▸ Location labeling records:
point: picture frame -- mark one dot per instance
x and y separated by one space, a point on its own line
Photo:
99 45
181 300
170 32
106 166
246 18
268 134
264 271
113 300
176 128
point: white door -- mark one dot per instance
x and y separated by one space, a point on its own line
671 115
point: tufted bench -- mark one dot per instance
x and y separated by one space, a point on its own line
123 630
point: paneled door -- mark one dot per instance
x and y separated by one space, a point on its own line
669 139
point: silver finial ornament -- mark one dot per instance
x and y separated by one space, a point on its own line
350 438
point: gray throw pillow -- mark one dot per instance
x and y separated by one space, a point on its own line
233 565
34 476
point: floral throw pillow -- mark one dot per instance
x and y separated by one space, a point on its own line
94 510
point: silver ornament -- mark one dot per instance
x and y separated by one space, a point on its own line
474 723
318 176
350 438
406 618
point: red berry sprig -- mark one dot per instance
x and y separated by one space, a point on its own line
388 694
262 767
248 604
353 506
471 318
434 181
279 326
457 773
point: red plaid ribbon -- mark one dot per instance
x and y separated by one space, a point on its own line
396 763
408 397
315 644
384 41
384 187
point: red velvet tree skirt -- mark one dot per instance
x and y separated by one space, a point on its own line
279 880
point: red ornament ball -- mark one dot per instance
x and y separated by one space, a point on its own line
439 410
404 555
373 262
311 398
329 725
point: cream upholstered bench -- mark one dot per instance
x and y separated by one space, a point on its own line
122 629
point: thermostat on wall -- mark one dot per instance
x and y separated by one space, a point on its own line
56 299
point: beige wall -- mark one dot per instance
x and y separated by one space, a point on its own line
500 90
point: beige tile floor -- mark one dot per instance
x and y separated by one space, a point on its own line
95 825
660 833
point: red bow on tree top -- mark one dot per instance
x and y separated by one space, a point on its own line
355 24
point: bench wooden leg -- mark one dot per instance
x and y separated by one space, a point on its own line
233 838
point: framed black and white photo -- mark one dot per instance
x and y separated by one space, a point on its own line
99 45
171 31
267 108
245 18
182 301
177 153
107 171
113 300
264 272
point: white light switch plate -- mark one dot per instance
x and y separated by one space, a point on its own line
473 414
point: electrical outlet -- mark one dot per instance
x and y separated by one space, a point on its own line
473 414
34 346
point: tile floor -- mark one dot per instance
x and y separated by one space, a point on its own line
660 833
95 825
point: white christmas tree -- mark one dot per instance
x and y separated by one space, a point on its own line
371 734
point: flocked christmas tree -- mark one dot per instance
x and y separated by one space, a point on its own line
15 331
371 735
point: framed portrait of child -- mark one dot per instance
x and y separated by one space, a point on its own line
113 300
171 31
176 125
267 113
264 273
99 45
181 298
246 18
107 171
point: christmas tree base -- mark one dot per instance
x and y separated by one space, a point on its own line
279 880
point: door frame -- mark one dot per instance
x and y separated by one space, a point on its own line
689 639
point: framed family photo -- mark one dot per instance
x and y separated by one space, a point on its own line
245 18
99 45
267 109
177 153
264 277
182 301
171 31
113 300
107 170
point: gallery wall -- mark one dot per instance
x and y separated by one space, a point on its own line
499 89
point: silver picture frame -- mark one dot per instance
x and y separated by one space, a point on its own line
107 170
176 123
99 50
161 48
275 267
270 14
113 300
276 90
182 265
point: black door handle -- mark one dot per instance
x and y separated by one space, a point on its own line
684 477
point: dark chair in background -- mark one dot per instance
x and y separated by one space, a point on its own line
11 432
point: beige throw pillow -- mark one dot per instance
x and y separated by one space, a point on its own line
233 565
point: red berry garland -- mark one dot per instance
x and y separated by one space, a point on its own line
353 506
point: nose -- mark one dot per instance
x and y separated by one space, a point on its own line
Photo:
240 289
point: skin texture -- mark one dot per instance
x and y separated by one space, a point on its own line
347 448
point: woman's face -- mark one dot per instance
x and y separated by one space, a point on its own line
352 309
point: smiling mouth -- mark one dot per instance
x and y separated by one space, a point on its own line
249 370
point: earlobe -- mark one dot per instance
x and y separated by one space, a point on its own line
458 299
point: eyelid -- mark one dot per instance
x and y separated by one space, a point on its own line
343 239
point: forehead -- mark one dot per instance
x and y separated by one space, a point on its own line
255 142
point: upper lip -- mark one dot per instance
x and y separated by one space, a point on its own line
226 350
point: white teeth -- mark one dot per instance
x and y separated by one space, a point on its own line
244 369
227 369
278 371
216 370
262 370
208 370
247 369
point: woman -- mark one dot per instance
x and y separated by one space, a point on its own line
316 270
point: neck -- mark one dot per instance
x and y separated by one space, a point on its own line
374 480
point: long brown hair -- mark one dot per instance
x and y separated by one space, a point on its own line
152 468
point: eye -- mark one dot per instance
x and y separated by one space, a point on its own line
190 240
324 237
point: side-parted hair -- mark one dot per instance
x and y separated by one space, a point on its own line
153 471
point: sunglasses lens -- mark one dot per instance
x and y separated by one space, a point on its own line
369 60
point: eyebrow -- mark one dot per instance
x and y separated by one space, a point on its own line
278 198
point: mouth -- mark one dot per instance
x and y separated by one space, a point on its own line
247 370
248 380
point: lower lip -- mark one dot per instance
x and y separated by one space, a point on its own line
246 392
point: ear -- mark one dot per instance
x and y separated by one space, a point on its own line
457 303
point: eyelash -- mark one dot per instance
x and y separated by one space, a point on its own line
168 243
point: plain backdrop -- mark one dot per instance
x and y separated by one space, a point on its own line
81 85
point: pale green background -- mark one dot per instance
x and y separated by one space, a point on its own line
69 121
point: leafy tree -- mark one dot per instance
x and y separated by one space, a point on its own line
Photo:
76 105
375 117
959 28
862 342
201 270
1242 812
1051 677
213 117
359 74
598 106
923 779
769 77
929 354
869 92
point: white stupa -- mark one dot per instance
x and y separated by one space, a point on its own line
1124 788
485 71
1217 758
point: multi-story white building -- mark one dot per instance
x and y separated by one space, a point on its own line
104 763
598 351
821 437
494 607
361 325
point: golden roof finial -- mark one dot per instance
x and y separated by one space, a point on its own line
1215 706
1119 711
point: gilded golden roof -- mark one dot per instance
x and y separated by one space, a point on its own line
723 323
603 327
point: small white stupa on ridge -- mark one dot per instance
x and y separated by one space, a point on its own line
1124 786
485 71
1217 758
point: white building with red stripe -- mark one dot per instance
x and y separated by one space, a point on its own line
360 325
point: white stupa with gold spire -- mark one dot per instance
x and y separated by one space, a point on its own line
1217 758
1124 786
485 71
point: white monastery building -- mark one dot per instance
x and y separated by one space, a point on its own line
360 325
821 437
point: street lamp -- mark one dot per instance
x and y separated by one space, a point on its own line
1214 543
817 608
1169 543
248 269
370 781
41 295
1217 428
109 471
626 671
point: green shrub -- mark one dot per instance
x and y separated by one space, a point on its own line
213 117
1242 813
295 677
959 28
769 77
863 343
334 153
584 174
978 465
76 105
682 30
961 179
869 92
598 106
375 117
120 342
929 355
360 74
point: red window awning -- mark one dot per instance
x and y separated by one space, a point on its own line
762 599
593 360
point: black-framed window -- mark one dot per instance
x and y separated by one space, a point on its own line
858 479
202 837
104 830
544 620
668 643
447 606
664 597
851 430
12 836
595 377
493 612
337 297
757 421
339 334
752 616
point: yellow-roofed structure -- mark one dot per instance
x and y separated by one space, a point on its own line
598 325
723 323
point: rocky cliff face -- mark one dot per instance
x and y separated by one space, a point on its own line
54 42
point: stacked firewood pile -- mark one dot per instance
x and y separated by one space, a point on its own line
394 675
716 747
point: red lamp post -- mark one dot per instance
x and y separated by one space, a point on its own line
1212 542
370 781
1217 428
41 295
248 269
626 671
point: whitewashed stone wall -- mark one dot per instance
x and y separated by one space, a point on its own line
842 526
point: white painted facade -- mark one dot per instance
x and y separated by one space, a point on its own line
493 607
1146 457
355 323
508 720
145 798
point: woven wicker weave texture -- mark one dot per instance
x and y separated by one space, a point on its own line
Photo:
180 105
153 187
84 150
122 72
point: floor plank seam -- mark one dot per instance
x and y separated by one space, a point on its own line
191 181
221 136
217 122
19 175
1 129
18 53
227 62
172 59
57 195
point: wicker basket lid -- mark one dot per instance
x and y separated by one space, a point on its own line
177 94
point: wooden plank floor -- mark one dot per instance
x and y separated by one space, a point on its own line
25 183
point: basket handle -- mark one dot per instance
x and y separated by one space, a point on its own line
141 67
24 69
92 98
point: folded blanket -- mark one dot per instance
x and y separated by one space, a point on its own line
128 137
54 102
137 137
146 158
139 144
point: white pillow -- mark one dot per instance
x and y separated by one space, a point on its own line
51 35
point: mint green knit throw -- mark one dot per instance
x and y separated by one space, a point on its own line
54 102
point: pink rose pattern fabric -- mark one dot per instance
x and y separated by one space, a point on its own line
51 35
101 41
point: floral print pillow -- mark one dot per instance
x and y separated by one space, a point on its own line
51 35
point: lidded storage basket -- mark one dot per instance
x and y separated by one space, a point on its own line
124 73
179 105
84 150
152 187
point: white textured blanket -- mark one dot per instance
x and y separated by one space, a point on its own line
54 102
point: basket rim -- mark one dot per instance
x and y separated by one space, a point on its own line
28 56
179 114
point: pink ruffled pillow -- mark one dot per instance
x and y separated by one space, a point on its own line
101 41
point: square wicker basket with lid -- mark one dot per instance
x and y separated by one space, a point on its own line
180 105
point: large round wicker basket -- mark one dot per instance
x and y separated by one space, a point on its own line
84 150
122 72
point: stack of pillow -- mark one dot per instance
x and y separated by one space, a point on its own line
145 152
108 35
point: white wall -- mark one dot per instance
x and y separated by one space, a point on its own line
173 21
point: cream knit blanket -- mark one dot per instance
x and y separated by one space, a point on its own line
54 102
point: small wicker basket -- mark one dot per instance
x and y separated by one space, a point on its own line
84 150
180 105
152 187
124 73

▸ Exercise details: From the line holding "point: mint green" through the last line above, reproduce each line exactly and add nothing.

▸ Written response:
point: mint green knit throw -- mark one dot per instance
x and y separated by one space, a point on its own line
54 102
point: pink rose pattern fabric -- mark one dot per instance
x and y separated by one space, a point on its own line
51 35
101 41
point: floral print pillow -- mark one dot per instance
x and y separated by one space, a point on its own line
51 35
point: lidded storage basket -- mark one dot per instance
x and y separated by one space, a point on its own line
124 73
179 105
84 150
152 187
point: white textured blanket -- mark one dot per instance
x and y separated by one space, a point on its own line
54 102
point: basket rim -- mark one dot per instance
x and y separated by one space, a point on its own line
28 56
179 114
point: pink ruffled pillow -- mark one dot per instance
x and y separated by one space, a point on its own line
101 41
point: square wicker basket with lid -- mark one dot per instance
x and y separated by one space, a point on its own line
180 105
point: large round wicker basket -- mark one dot per instance
x and y separated by one space, a point on its own line
84 150
122 72
point: stack of pillow -- mark one dot per instance
x and y separated by one space, a point on its own line
145 152
108 35
point: white wall -- mark one dot per instance
x and y separated by one space, a point on its own line
173 21
point: cream knit blanket -- mark one dot per instance
x and y separated by one space, a point on its own line
54 102
point: small wicker basket -- mark one dot per instance
x and y separated by one space, a point on its own line
84 150
180 105
152 187
124 73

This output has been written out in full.